■ ASSIGNMENT ■
Strip out all images, then restate the data verbatim.

■ RECORDS PROVIDED ■
⁂

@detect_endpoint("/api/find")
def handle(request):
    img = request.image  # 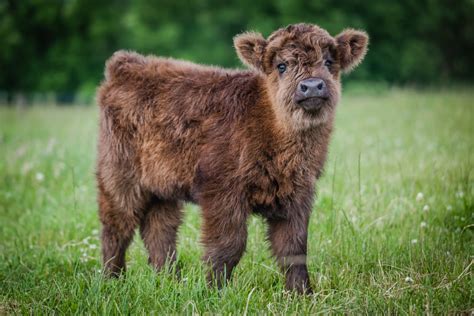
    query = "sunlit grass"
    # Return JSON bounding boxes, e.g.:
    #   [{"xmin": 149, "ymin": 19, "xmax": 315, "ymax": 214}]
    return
[{"xmin": 0, "ymin": 88, "xmax": 472, "ymax": 314}]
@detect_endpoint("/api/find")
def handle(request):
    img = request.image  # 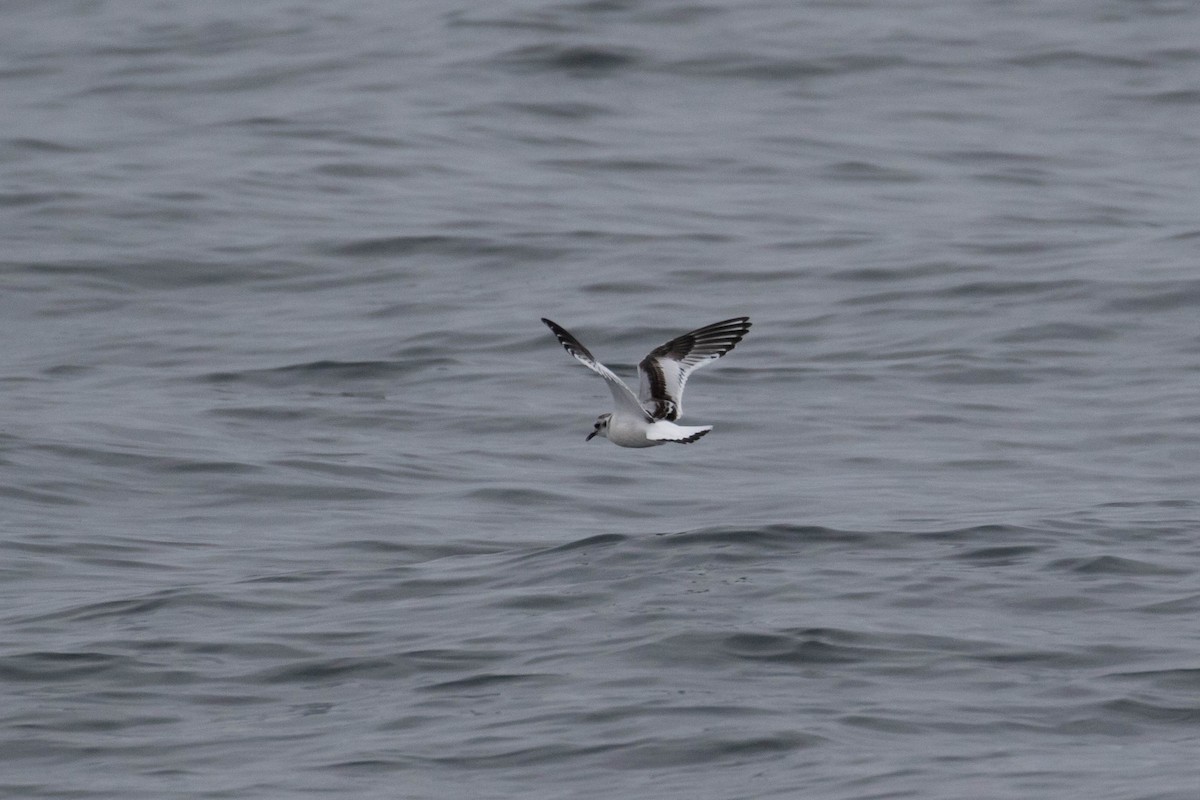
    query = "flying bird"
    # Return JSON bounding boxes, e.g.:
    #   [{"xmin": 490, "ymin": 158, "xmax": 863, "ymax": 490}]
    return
[{"xmin": 540, "ymin": 316, "xmax": 752, "ymax": 447}]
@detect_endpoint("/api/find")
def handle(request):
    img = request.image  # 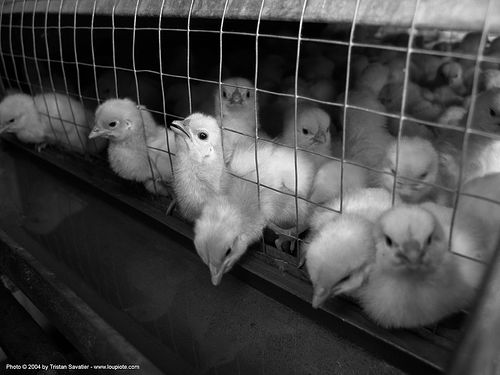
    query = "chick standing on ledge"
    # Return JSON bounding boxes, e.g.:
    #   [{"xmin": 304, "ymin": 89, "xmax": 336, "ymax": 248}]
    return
[
  {"xmin": 0, "ymin": 92, "xmax": 101, "ymax": 153},
  {"xmin": 90, "ymin": 98, "xmax": 176, "ymax": 197}
]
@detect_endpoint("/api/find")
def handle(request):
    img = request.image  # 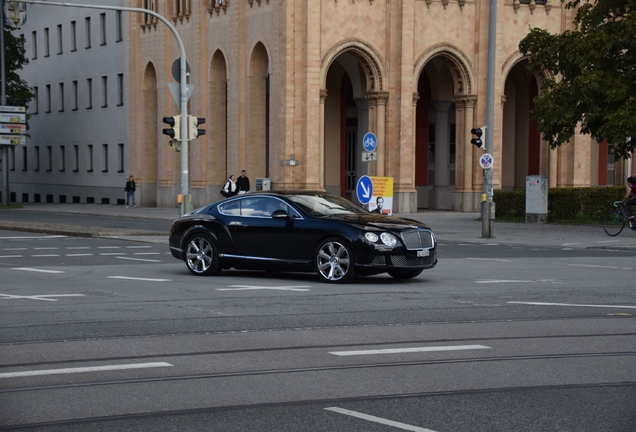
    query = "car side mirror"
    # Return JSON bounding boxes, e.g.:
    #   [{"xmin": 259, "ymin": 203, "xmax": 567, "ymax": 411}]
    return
[{"xmin": 271, "ymin": 209, "xmax": 289, "ymax": 219}]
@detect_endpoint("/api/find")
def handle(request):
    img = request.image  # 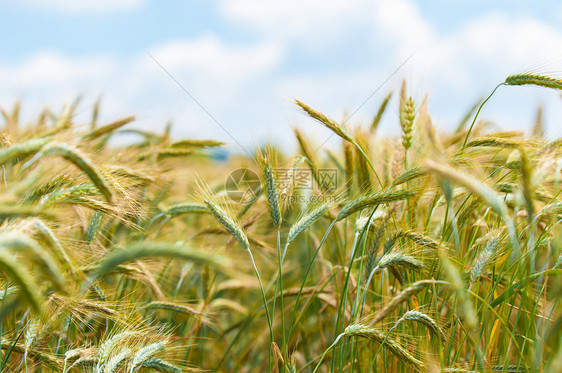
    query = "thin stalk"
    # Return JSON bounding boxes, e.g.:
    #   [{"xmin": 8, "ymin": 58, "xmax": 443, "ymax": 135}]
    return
[
  {"xmin": 461, "ymin": 83, "xmax": 504, "ymax": 151},
  {"xmin": 287, "ymin": 220, "xmax": 336, "ymax": 343},
  {"xmin": 245, "ymin": 246, "xmax": 274, "ymax": 369},
  {"xmin": 276, "ymin": 230, "xmax": 287, "ymax": 363},
  {"xmin": 354, "ymin": 143, "xmax": 382, "ymax": 186}
]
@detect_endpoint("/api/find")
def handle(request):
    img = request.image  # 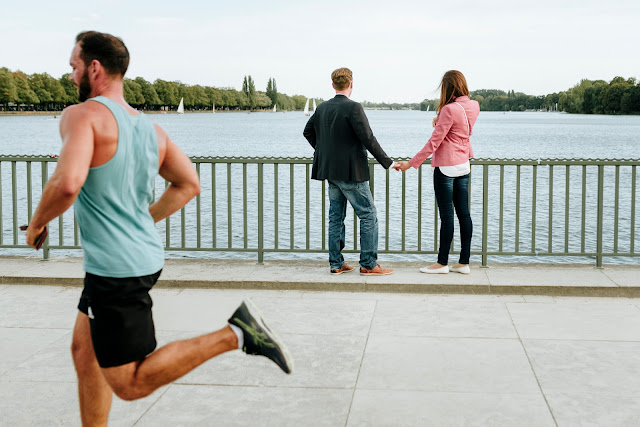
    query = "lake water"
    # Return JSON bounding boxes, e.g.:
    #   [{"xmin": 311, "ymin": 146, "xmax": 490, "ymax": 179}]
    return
[
  {"xmin": 2, "ymin": 110, "xmax": 640, "ymax": 159},
  {"xmin": 1, "ymin": 111, "xmax": 639, "ymax": 265}
]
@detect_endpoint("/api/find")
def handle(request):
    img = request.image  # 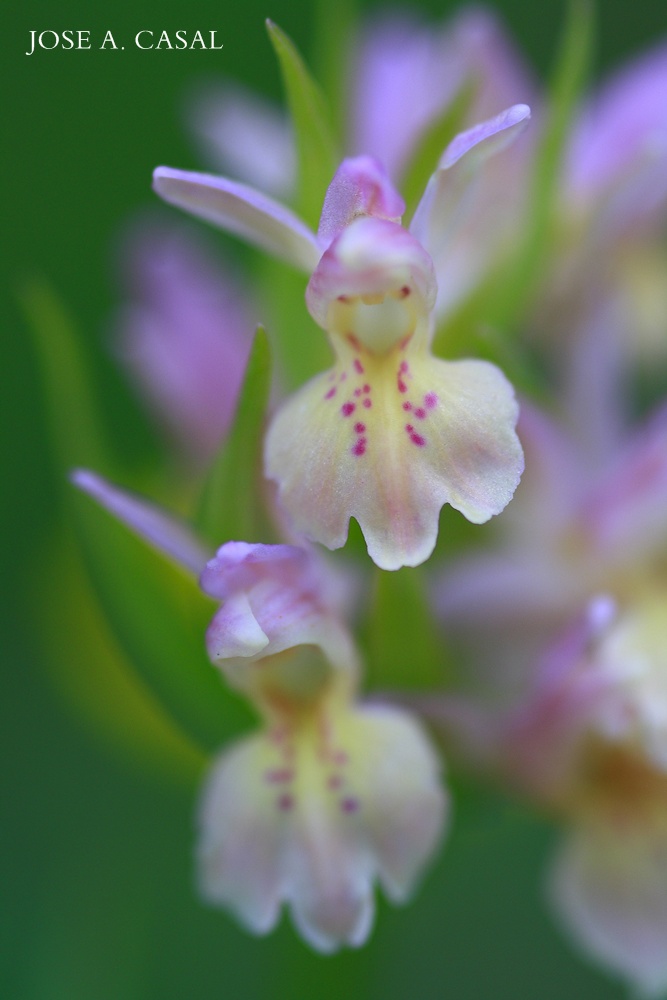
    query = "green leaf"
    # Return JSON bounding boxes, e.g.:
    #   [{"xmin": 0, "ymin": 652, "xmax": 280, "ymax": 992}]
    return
[
  {"xmin": 504, "ymin": 0, "xmax": 594, "ymax": 313},
  {"xmin": 311, "ymin": 0, "xmax": 357, "ymax": 140},
  {"xmin": 21, "ymin": 278, "xmax": 252, "ymax": 755},
  {"xmin": 72, "ymin": 491, "xmax": 252, "ymax": 752},
  {"xmin": 542, "ymin": 0, "xmax": 595, "ymax": 178},
  {"xmin": 266, "ymin": 19, "xmax": 339, "ymax": 228},
  {"xmin": 38, "ymin": 531, "xmax": 207, "ymax": 786},
  {"xmin": 363, "ymin": 568, "xmax": 446, "ymax": 691},
  {"xmin": 195, "ymin": 325, "xmax": 275, "ymax": 546},
  {"xmin": 19, "ymin": 278, "xmax": 112, "ymax": 472},
  {"xmin": 401, "ymin": 79, "xmax": 477, "ymax": 222}
]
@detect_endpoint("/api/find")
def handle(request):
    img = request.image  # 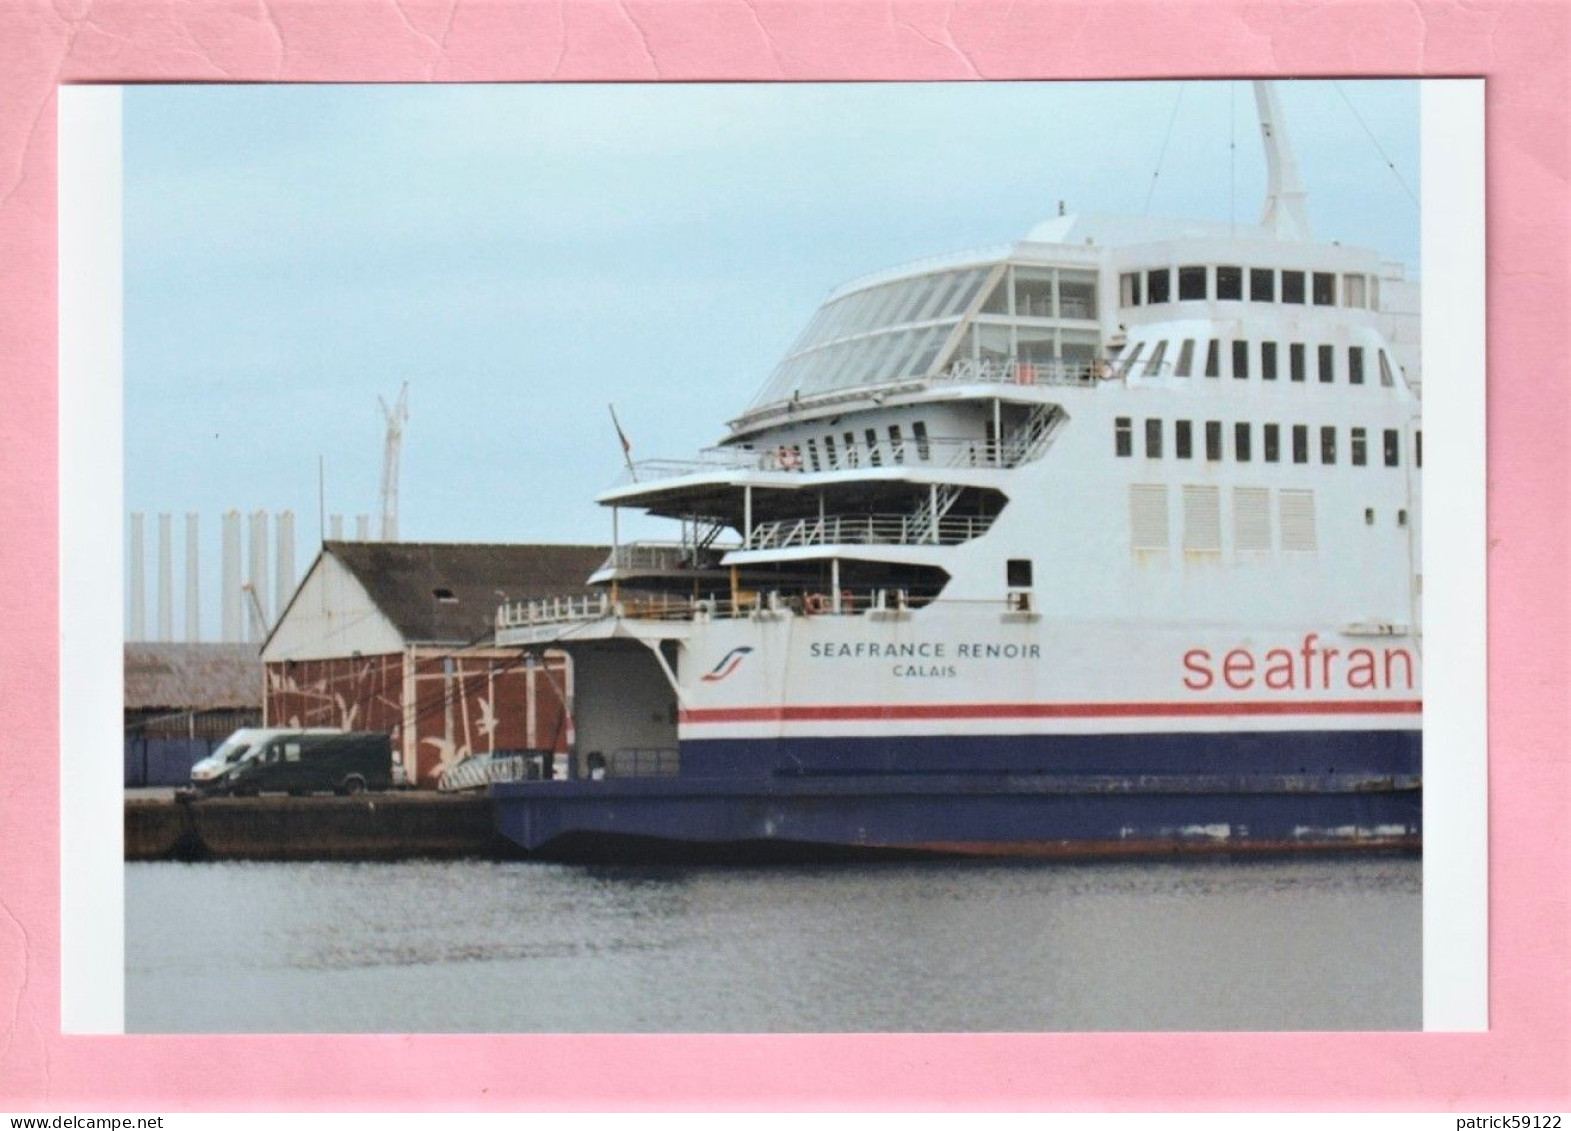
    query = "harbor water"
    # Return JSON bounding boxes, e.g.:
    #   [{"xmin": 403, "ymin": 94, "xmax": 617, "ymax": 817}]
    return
[{"xmin": 126, "ymin": 855, "xmax": 1420, "ymax": 1033}]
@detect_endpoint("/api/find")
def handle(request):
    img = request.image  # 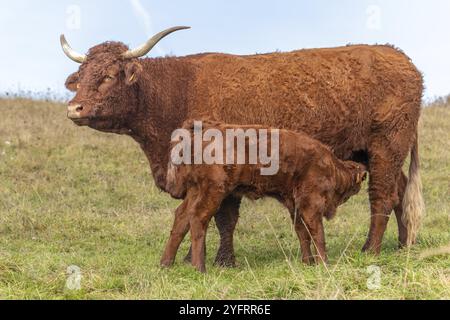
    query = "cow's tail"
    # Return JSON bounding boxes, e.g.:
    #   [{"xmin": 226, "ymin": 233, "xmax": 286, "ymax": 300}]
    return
[{"xmin": 402, "ymin": 133, "xmax": 426, "ymax": 247}]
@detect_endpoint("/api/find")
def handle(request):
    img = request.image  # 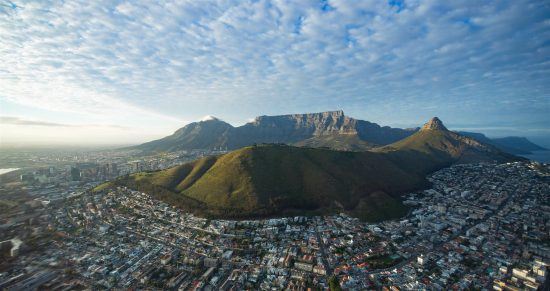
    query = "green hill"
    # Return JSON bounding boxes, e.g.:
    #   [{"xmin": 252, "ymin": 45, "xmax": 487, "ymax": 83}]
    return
[
  {"xmin": 106, "ymin": 144, "xmax": 429, "ymax": 221},
  {"xmin": 105, "ymin": 118, "xmax": 521, "ymax": 222},
  {"xmin": 376, "ymin": 117, "xmax": 519, "ymax": 169},
  {"xmin": 293, "ymin": 133, "xmax": 375, "ymax": 151}
]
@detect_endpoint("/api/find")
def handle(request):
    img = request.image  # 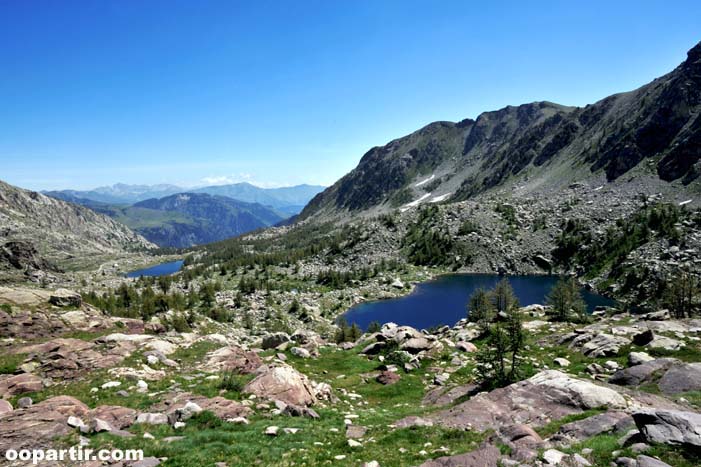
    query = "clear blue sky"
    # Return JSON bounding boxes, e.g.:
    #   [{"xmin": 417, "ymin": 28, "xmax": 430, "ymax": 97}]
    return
[{"xmin": 1, "ymin": 1, "xmax": 700, "ymax": 191}]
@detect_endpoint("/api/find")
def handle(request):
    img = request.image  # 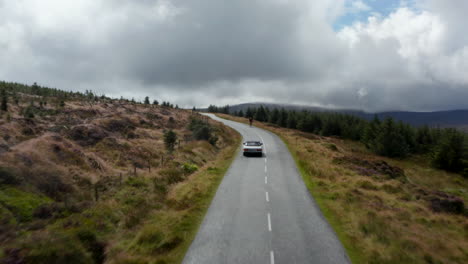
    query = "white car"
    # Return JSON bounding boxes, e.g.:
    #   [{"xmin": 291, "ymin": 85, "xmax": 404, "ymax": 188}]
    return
[{"xmin": 243, "ymin": 141, "xmax": 263, "ymax": 156}]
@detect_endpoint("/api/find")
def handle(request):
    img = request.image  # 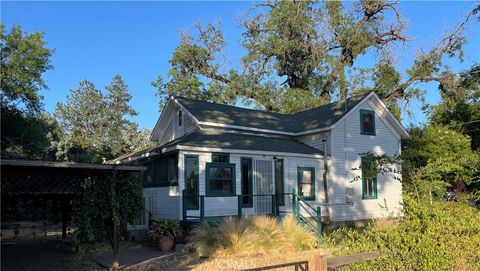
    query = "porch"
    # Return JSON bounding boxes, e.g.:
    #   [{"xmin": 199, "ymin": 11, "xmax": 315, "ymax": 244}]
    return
[{"xmin": 181, "ymin": 189, "xmax": 324, "ymax": 237}]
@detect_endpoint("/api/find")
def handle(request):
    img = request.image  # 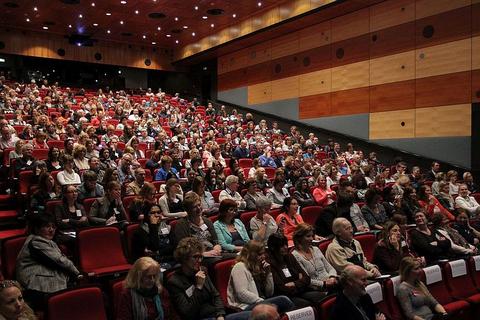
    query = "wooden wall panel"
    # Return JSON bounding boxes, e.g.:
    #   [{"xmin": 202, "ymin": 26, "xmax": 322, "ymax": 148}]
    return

⁂

■ EXERCISE SOLUTION ■
@detect_endpoint("/api/find")
def handle(request):
    img = request.image  # 
    query = "sunlit grass"
    # Return JSON bounding boxes, e.g.:
    #   [{"xmin": 149, "ymin": 19, "xmax": 315, "ymax": 214}]
    return
[{"xmin": 0, "ymin": 88, "xmax": 472, "ymax": 314}]
@detect_endpoint("/api/find")
def handle(request):
    img = request.image  # 
    query = "flying bird"
    # Return JSON bounding boxes, e.g.:
    #   [{"xmin": 490, "ymin": 158, "xmax": 863, "ymax": 490}]
    return
[{"xmin": 540, "ymin": 316, "xmax": 752, "ymax": 447}]
@detect_endpoint("/api/find")
def handle(request):
    img = request.image  # 
    query = "chick standing on ledge"
    # Return JSON bounding boxes, e.g.:
    #   [{"xmin": 304, "ymin": 89, "xmax": 336, "ymax": 248}]
    return
[
  {"xmin": 0, "ymin": 92, "xmax": 101, "ymax": 153},
  {"xmin": 90, "ymin": 98, "xmax": 176, "ymax": 197}
]
@detect_endpoint("/api/find")
def handle(request):
    img = request.image  # 
    query = "car side mirror"
    # Return JSON bounding boxes, e.g.:
    #   [{"xmin": 259, "ymin": 203, "xmax": 567, "ymax": 411}]
    return
[{"xmin": 271, "ymin": 209, "xmax": 289, "ymax": 219}]
@detect_endpoint("/api/find")
def handle(request):
    img = request.image  # 
    query = "thin stalk"
    # Return JSON bounding boxes, e.g.:
    #   [{"xmin": 8, "ymin": 58, "xmax": 443, "ymax": 135}]
    return
[
  {"xmin": 461, "ymin": 83, "xmax": 504, "ymax": 151},
  {"xmin": 287, "ymin": 220, "xmax": 336, "ymax": 343},
  {"xmin": 245, "ymin": 246, "xmax": 274, "ymax": 369},
  {"xmin": 276, "ymin": 230, "xmax": 287, "ymax": 363},
  {"xmin": 354, "ymin": 143, "xmax": 382, "ymax": 186}
]
@detect_endpoint("/api/find")
def handle(request):
    img = request.image  # 
    query = "lake water"
    # Return JSON bounding boxes, e.g.:
    #   [{"xmin": 311, "ymin": 146, "xmax": 490, "ymax": 179}]
    return
[
  {"xmin": 2, "ymin": 110, "xmax": 640, "ymax": 159},
  {"xmin": 1, "ymin": 111, "xmax": 639, "ymax": 265}
]
@detect_endpoint("/api/find")
def handle(request):
    img = request.image  # 
    query = "green leaf"
    # Return JSON bounding boxes, e.g.:
    #   [{"xmin": 0, "ymin": 652, "xmax": 280, "ymax": 992}]
    return
[
  {"xmin": 504, "ymin": 0, "xmax": 594, "ymax": 313},
  {"xmin": 311, "ymin": 0, "xmax": 357, "ymax": 140},
  {"xmin": 21, "ymin": 278, "xmax": 252, "ymax": 755},
  {"xmin": 72, "ymin": 491, "xmax": 252, "ymax": 752},
  {"xmin": 542, "ymin": 0, "xmax": 595, "ymax": 178},
  {"xmin": 266, "ymin": 19, "xmax": 339, "ymax": 228},
  {"xmin": 38, "ymin": 531, "xmax": 207, "ymax": 786},
  {"xmin": 363, "ymin": 568, "xmax": 446, "ymax": 691},
  {"xmin": 195, "ymin": 325, "xmax": 275, "ymax": 546},
  {"xmin": 19, "ymin": 278, "xmax": 112, "ymax": 472},
  {"xmin": 401, "ymin": 79, "xmax": 477, "ymax": 222}
]
@detect_endpoint("/api/find")
def handle(request):
    img = request.image  # 
    query = "harbor water"
    # Return JSON bounding boxes, e.g.:
    #   [{"xmin": 403, "ymin": 94, "xmax": 617, "ymax": 817}]
    return
[{"xmin": 126, "ymin": 855, "xmax": 1420, "ymax": 1033}]
@detect_endpoint("/api/find")
def handle(request):
    img = request.image  # 
    query = "cow's tail"
    # Return JSON bounding boxes, e.g.:
    #   [{"xmin": 226, "ymin": 233, "xmax": 286, "ymax": 300}]
    return
[{"xmin": 402, "ymin": 133, "xmax": 426, "ymax": 247}]
@detect_endpoint("/api/find")
def handle(request):
    img = request.image  # 
    query = "green hill"
    # Return JSON bounding boxes, e.g.:
    #   [{"xmin": 252, "ymin": 45, "xmax": 487, "ymax": 83}]
    return
[
  {"xmin": 106, "ymin": 144, "xmax": 429, "ymax": 221},
  {"xmin": 105, "ymin": 118, "xmax": 521, "ymax": 222},
  {"xmin": 376, "ymin": 117, "xmax": 519, "ymax": 169},
  {"xmin": 293, "ymin": 133, "xmax": 375, "ymax": 151}
]
@detect_endpoint("/api/find")
def handle(request):
    img = request.image  # 
    query = "clear blue sky"
    # Return JSON bounding boxes, e.g.:
    #   [{"xmin": 417, "ymin": 28, "xmax": 430, "ymax": 97}]
    return
[{"xmin": 1, "ymin": 1, "xmax": 700, "ymax": 191}]
@detect_endpoint("/api/find")
def handle(request):
    img = request.image  # 
    query = "white car"
    # Return JSON bounding boxes, e.g.:
    #   [{"xmin": 291, "ymin": 85, "xmax": 404, "ymax": 188}]
    return
[{"xmin": 243, "ymin": 141, "xmax": 263, "ymax": 156}]
@detect_endpoint("/api/find")
def handle(request):
    img = request.image  # 
    query = "porch"
    # Return JSON bounding boxes, e.g.:
    #   [{"xmin": 199, "ymin": 11, "xmax": 315, "ymax": 244}]
    return
[{"xmin": 181, "ymin": 189, "xmax": 324, "ymax": 237}]
@detect_endpoint("/api/find")
def handle(request):
    img = request.image  # 
    query = "wooden wall panel"
    # Return JSON bounding boxes, e.g.:
    #   [{"xmin": 202, "ymin": 26, "xmax": 322, "ymax": 148}]
    return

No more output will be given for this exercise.